-- DONNÉES FOURNIES --
►

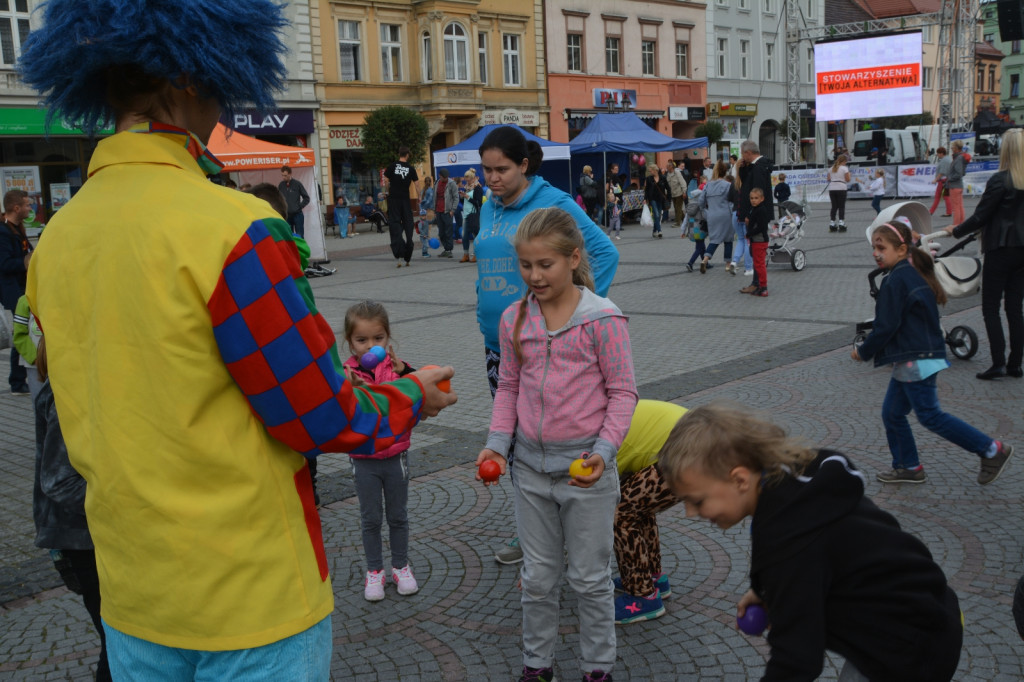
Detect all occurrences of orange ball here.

◄
►

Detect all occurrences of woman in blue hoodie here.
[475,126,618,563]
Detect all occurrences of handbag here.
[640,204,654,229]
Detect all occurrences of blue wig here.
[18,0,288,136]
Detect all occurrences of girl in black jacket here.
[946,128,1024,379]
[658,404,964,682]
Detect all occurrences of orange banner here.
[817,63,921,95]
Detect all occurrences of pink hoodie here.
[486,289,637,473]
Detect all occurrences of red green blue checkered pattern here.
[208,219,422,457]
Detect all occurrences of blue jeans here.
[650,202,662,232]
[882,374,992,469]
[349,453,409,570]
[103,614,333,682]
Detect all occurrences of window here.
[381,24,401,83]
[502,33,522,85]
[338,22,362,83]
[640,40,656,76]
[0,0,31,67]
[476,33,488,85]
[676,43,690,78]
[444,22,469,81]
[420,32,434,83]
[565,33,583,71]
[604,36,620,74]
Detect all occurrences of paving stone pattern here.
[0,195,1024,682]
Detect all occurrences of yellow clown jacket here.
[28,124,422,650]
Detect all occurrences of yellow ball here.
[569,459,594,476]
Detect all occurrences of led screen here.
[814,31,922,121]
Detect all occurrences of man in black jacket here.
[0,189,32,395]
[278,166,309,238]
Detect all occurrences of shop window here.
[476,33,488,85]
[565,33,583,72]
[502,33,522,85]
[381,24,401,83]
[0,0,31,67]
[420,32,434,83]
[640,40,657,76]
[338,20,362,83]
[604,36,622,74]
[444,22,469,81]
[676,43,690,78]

◄

Dans la partie qui s'ouvre sur la ligne contenant « Detect all occurrences of blue jeans here. » et se termine sur celle contenant « [0,195,1024,682] », renommez « window » en « windowpane ». Recopiez cette partie sans rien modifier d'autre.

-- RÉPONSE --
Detect all occurrences of blue jeans here.
[650,202,662,232]
[882,374,992,469]
[349,453,409,570]
[103,614,333,682]
Detect all occurrences of windowpane here.
[381,24,401,83]
[502,33,522,85]
[338,22,362,83]
[640,40,656,76]
[0,0,31,67]
[476,33,488,85]
[676,43,690,78]
[444,22,469,81]
[420,32,434,83]
[565,33,583,71]
[604,36,620,74]
Detect all occurrences of paving stone pattern here.
[0,195,1024,682]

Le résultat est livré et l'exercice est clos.